### EXCERPTED DATA
= = = = =

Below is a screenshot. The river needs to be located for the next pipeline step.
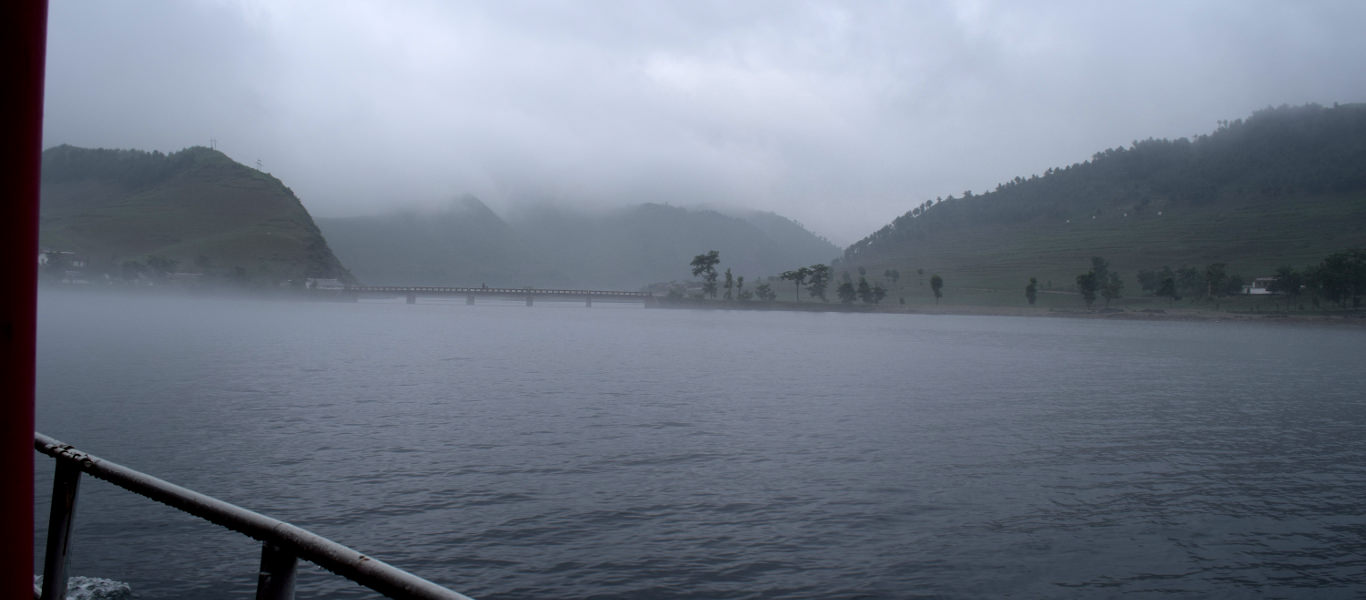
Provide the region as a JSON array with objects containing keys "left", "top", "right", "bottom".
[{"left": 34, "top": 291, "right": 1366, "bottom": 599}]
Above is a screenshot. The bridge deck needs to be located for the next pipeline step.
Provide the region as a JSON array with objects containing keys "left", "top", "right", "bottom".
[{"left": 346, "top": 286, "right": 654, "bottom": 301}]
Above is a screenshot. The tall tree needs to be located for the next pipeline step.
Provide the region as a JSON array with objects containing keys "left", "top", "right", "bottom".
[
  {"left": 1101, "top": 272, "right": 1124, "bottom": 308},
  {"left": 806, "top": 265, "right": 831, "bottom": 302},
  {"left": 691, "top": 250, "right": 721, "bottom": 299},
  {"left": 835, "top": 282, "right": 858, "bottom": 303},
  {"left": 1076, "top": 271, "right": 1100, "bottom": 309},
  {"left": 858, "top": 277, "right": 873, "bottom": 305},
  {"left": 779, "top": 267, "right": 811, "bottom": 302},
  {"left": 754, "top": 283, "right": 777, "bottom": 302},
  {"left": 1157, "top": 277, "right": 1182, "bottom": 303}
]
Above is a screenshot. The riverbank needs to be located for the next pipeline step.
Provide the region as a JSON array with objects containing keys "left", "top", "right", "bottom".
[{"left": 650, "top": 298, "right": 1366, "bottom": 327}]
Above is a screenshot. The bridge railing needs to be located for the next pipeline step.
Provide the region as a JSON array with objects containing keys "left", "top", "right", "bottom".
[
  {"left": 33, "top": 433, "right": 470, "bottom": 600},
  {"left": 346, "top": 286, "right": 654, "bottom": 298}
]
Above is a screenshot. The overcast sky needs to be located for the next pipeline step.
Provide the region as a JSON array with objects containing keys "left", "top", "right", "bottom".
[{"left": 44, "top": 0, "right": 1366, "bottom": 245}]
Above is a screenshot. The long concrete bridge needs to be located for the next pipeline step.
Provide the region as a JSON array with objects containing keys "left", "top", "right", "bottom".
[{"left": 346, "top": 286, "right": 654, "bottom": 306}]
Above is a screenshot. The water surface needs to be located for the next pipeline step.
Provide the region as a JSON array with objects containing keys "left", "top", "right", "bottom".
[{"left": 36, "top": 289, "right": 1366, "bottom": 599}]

= = = = =

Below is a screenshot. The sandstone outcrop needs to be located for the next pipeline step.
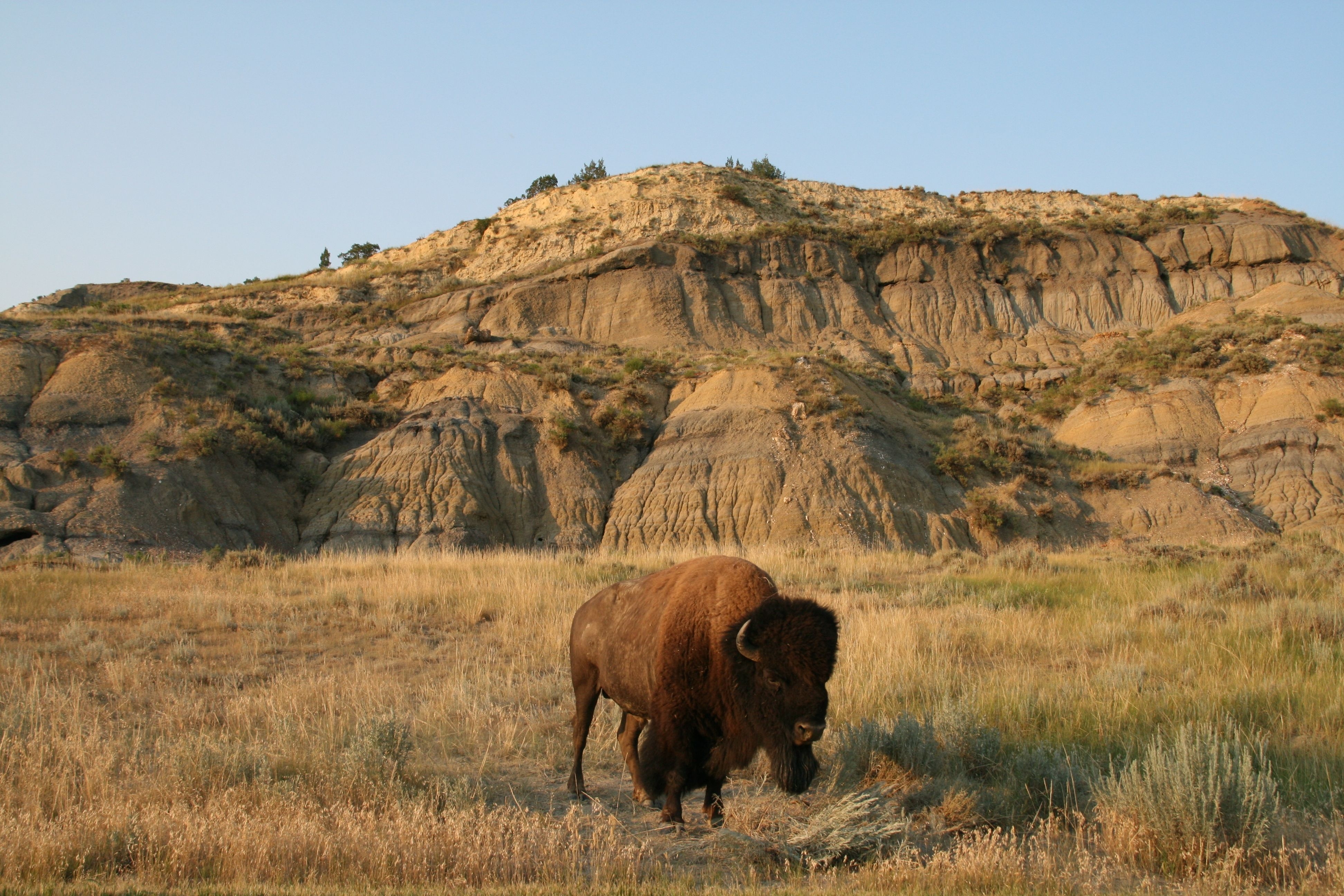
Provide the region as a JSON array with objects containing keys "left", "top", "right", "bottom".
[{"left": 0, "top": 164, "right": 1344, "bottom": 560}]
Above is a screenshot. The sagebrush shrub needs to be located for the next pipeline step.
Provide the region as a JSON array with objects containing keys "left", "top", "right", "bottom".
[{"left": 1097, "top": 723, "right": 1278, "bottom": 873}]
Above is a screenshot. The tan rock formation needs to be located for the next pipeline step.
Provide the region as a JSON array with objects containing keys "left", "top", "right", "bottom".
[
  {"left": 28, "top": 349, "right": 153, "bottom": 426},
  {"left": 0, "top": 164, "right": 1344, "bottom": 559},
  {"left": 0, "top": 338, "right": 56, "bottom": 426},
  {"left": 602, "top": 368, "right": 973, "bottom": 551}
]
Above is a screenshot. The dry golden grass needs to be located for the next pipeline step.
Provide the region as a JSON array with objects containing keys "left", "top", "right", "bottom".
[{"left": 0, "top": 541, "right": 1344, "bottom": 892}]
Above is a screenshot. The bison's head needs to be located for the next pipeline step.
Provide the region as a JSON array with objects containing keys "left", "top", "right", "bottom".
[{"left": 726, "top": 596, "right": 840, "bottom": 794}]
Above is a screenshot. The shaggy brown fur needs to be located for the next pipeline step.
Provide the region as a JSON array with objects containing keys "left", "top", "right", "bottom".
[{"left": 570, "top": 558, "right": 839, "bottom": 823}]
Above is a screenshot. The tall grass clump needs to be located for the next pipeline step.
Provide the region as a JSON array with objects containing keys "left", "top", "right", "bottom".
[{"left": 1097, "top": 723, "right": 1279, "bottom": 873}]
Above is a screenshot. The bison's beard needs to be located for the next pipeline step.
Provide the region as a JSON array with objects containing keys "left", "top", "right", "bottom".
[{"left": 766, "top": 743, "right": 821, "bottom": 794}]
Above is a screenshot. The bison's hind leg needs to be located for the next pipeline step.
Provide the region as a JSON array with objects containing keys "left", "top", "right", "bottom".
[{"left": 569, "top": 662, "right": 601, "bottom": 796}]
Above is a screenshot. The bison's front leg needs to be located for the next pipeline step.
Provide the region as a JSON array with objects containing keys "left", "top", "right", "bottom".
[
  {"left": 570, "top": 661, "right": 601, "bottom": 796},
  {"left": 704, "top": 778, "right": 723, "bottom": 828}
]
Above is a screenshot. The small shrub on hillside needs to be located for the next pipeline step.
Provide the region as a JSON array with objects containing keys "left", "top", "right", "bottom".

= = = = =

### TASK BRIEF
List every line of the entries above that contains the string "tall". Matching is case-sensitive.

### PROBLEM SOLUTION
Above is a screenshot. The tall tree needs to be located for the next pipeline step.
Above is a screenshot. The tall grass clump needs to be located for the next pipeline step.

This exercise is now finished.